**MATERIAL FOR THIS TASK**

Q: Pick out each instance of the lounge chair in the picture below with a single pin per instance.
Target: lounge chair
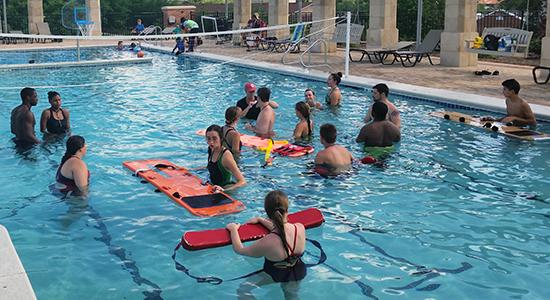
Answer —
(378, 55)
(283, 45)
(411, 58)
(542, 72)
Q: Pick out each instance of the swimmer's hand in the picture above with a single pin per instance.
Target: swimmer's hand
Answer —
(217, 189)
(232, 227)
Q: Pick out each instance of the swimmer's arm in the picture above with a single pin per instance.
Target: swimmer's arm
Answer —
(229, 163)
(81, 177)
(28, 128)
(43, 120)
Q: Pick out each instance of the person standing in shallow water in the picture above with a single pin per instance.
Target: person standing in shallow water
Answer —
(22, 119)
(282, 248)
(55, 120)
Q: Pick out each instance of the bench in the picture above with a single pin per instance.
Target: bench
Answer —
(520, 49)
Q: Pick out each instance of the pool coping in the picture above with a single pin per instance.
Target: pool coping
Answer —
(82, 63)
(454, 99)
(14, 282)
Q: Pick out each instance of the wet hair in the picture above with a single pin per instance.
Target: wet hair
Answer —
(74, 143)
(382, 89)
(26, 92)
(231, 114)
(328, 133)
(336, 77)
(52, 94)
(379, 111)
(512, 84)
(264, 94)
(303, 108)
(215, 128)
(276, 206)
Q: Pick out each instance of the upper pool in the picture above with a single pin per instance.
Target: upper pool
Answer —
(454, 213)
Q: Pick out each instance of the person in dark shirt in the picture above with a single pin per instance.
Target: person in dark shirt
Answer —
(248, 105)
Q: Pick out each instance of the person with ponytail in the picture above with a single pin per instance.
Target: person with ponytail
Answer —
(334, 97)
(55, 119)
(221, 164)
(72, 176)
(304, 127)
(282, 248)
(231, 137)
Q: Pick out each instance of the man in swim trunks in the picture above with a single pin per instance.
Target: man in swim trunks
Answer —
(249, 105)
(266, 117)
(334, 158)
(380, 93)
(380, 132)
(518, 111)
(22, 118)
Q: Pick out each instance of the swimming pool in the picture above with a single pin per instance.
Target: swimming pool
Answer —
(61, 55)
(454, 213)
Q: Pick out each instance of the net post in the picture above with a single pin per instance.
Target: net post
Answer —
(348, 32)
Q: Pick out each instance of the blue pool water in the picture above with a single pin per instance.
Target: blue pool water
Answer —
(454, 213)
(61, 55)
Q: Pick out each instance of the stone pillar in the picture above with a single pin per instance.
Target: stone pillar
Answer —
(242, 10)
(278, 15)
(382, 31)
(35, 10)
(94, 15)
(323, 9)
(460, 25)
(545, 53)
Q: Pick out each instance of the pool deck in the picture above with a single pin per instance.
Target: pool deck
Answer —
(424, 80)
(14, 283)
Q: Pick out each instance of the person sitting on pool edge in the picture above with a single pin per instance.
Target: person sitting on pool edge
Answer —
(518, 111)
(221, 164)
(309, 97)
(266, 117)
(55, 120)
(334, 159)
(334, 97)
(282, 248)
(22, 119)
(303, 129)
(380, 93)
(72, 177)
(380, 132)
(248, 105)
(231, 137)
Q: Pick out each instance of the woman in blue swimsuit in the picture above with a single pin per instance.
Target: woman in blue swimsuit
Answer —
(282, 248)
(55, 119)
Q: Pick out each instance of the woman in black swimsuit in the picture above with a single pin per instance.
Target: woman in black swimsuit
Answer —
(55, 119)
(282, 248)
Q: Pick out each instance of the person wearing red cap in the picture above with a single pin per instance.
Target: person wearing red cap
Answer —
(249, 104)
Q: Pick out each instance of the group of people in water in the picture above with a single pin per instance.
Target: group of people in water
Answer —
(285, 244)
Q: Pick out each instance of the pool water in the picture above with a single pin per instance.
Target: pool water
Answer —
(454, 213)
(62, 55)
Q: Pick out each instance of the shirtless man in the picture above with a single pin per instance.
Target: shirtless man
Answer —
(266, 117)
(249, 106)
(334, 159)
(22, 119)
(381, 132)
(380, 93)
(518, 111)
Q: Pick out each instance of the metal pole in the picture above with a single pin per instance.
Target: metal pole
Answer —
(299, 3)
(419, 22)
(5, 16)
(348, 32)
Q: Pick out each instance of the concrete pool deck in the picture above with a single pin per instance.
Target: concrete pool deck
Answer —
(14, 283)
(441, 84)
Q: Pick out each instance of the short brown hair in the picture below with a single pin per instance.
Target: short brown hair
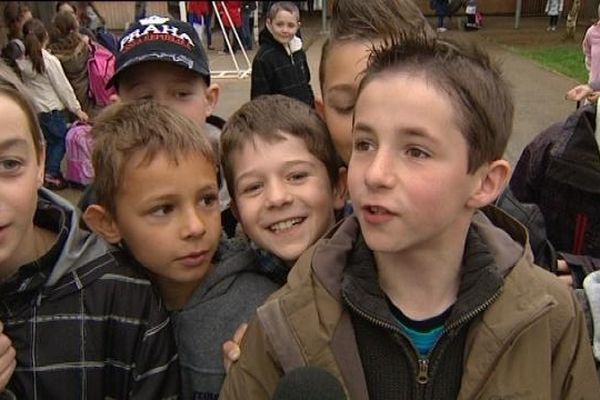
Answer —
(269, 117)
(283, 6)
(361, 20)
(474, 84)
(124, 129)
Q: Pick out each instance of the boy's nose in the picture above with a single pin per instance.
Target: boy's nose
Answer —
(380, 172)
(277, 194)
(192, 224)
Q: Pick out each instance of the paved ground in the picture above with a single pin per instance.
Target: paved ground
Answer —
(539, 93)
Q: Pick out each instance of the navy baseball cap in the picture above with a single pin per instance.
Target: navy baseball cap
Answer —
(157, 38)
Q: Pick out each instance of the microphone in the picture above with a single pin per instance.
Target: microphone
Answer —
(309, 383)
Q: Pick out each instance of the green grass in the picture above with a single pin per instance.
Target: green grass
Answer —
(566, 59)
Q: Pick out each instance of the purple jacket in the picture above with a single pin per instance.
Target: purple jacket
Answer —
(560, 172)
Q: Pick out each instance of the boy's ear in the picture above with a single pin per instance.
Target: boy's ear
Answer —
(492, 179)
(114, 98)
(100, 221)
(212, 98)
(340, 189)
(320, 106)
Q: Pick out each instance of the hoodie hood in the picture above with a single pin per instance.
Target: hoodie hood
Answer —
(81, 246)
(266, 38)
(505, 238)
(234, 257)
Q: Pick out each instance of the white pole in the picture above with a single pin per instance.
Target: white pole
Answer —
(182, 11)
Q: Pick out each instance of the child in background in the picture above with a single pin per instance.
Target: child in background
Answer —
(553, 9)
(84, 320)
(280, 65)
(356, 26)
(198, 16)
(51, 91)
(591, 50)
(15, 15)
(156, 180)
(161, 67)
(232, 24)
(428, 289)
(442, 9)
(72, 50)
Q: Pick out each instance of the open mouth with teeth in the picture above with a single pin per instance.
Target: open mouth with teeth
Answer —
(283, 226)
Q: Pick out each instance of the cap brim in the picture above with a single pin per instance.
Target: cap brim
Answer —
(183, 63)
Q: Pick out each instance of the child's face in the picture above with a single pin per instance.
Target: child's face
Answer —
(283, 196)
(343, 67)
(407, 176)
(170, 85)
(168, 215)
(284, 26)
(21, 175)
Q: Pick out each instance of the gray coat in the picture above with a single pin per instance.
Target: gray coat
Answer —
(228, 296)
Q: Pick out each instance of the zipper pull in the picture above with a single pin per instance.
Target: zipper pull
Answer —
(423, 376)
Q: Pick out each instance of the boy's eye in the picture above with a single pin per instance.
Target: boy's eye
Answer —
(344, 110)
(162, 210)
(416, 152)
(209, 200)
(363, 145)
(10, 165)
(251, 188)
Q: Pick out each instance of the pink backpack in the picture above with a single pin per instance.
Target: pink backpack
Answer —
(79, 154)
(101, 67)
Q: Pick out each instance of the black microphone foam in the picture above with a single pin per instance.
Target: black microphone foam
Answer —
(309, 383)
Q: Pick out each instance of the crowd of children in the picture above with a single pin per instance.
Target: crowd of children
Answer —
(366, 247)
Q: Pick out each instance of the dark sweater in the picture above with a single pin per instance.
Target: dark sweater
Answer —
(393, 369)
(85, 320)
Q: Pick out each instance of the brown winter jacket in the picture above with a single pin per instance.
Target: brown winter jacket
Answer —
(531, 343)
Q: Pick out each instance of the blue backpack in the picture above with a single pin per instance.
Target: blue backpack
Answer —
(107, 40)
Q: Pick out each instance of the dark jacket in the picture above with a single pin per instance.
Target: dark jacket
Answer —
(524, 336)
(560, 172)
(275, 71)
(85, 321)
(227, 297)
(73, 53)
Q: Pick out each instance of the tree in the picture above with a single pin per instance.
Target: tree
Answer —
(572, 19)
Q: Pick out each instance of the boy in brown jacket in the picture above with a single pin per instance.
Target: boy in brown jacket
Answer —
(426, 292)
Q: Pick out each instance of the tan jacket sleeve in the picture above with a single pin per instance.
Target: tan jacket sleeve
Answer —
(256, 374)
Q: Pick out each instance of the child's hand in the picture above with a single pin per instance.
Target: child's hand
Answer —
(231, 348)
(564, 272)
(8, 361)
(82, 115)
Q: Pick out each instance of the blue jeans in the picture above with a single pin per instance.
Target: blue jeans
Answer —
(54, 127)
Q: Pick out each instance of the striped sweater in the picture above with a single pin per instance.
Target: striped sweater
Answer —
(85, 321)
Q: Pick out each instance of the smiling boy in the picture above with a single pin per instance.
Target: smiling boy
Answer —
(156, 178)
(284, 177)
(422, 294)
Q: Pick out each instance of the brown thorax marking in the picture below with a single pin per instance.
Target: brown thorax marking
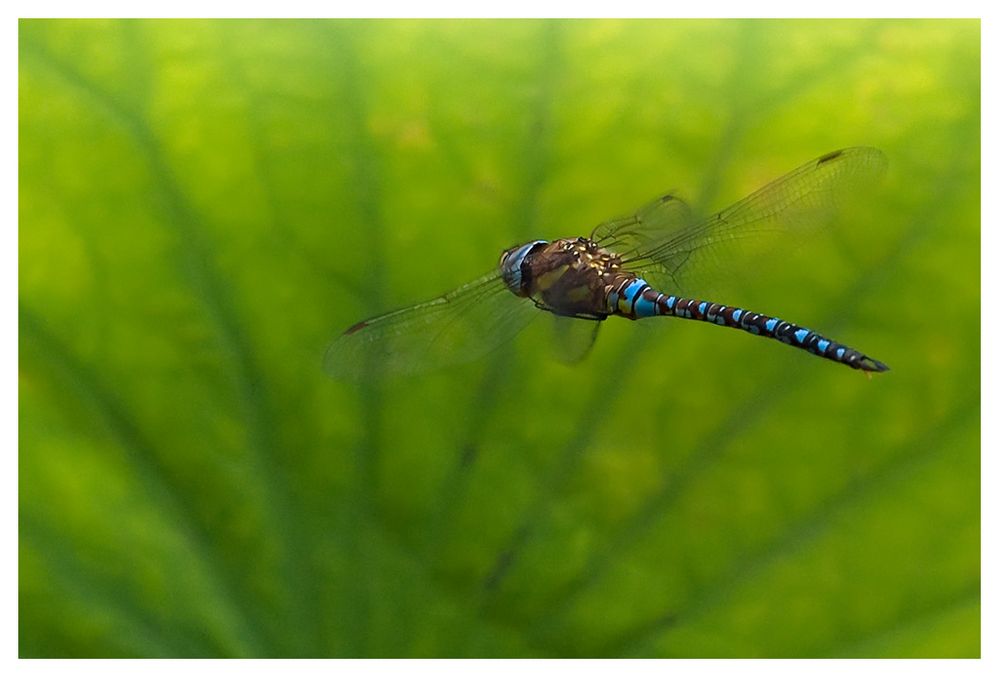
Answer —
(571, 276)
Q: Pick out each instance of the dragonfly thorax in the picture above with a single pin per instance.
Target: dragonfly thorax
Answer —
(569, 277)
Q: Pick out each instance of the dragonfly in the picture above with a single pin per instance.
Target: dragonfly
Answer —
(634, 267)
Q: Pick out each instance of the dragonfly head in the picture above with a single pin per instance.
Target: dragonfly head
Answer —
(513, 266)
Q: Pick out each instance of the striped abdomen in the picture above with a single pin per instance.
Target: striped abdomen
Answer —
(635, 299)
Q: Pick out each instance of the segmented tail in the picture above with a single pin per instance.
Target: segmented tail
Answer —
(638, 300)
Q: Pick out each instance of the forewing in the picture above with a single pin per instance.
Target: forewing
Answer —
(803, 198)
(648, 225)
(455, 328)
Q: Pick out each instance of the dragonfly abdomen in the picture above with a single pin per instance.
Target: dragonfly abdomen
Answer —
(636, 299)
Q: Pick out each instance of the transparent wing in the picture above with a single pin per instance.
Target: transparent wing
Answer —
(647, 225)
(667, 246)
(457, 327)
(573, 338)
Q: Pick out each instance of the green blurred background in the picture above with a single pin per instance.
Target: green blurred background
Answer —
(205, 204)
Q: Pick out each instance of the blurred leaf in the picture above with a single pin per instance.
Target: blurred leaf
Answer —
(205, 204)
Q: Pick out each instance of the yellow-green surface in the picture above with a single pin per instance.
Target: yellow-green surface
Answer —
(204, 205)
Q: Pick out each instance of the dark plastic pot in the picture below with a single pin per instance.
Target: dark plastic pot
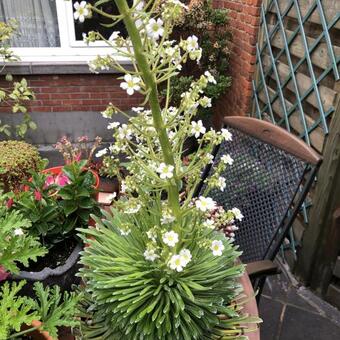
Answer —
(63, 276)
(110, 185)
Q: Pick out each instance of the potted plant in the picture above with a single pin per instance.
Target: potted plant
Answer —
(74, 153)
(20, 314)
(17, 160)
(156, 266)
(56, 206)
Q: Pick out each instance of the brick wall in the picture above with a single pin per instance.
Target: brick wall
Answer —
(244, 21)
(81, 92)
(90, 92)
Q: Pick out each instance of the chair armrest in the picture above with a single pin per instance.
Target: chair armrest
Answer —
(262, 268)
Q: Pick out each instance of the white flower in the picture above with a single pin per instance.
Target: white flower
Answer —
(192, 43)
(210, 158)
(186, 255)
(209, 223)
(101, 153)
(210, 77)
(237, 213)
(114, 148)
(226, 159)
(137, 109)
(114, 36)
(155, 28)
(205, 203)
(177, 263)
(197, 128)
(221, 183)
(81, 12)
(18, 232)
(133, 208)
(167, 218)
(139, 6)
(123, 187)
(151, 234)
(165, 171)
(170, 238)
(217, 247)
(131, 84)
(226, 135)
(124, 232)
(150, 255)
(113, 125)
(124, 132)
(112, 196)
(205, 101)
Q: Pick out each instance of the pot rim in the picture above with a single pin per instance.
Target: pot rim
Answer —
(47, 271)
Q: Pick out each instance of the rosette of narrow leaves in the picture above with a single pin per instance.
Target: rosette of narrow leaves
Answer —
(137, 299)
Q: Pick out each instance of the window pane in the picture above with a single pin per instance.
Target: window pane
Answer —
(95, 23)
(37, 20)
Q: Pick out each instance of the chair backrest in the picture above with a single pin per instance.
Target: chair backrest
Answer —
(268, 181)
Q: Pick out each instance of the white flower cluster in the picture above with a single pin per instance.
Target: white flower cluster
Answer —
(179, 261)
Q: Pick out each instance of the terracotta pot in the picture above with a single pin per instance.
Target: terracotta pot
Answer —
(58, 170)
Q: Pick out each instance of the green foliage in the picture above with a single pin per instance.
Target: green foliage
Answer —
(17, 160)
(211, 27)
(133, 297)
(45, 214)
(77, 199)
(54, 210)
(16, 245)
(50, 307)
(156, 267)
(55, 309)
(18, 92)
(15, 310)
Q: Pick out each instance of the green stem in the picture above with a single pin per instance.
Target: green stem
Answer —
(29, 330)
(150, 83)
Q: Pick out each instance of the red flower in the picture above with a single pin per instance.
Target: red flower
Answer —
(9, 203)
(49, 181)
(77, 157)
(37, 195)
(3, 273)
(62, 180)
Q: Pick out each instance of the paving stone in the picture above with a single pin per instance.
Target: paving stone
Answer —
(299, 324)
(270, 312)
(277, 286)
(294, 298)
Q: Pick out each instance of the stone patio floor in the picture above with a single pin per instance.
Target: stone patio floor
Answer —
(292, 312)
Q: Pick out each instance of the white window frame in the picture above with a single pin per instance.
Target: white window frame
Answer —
(70, 49)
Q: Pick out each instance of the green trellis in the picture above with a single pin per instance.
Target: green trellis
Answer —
(270, 87)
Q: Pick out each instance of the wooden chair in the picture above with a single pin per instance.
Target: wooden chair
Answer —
(271, 175)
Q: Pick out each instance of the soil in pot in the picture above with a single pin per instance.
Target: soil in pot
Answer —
(58, 267)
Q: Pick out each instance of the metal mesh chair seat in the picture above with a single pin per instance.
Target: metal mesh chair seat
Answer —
(268, 181)
(261, 182)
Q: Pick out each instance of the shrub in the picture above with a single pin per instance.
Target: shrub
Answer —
(16, 245)
(17, 160)
(210, 26)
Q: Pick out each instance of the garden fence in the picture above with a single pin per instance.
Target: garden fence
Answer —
(296, 86)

**WHAT IS BEING ASKED**
Select and copy every line of the listing with the word "blurred".

**RESULT**
Q: Pick out each instance of the green blurred background in the picture above with a single pin per instance.
Target: green blurred background
Q: Pick out each instance of the blurred leaf in the picture above with a single pin per instance.
Target: blurred leaf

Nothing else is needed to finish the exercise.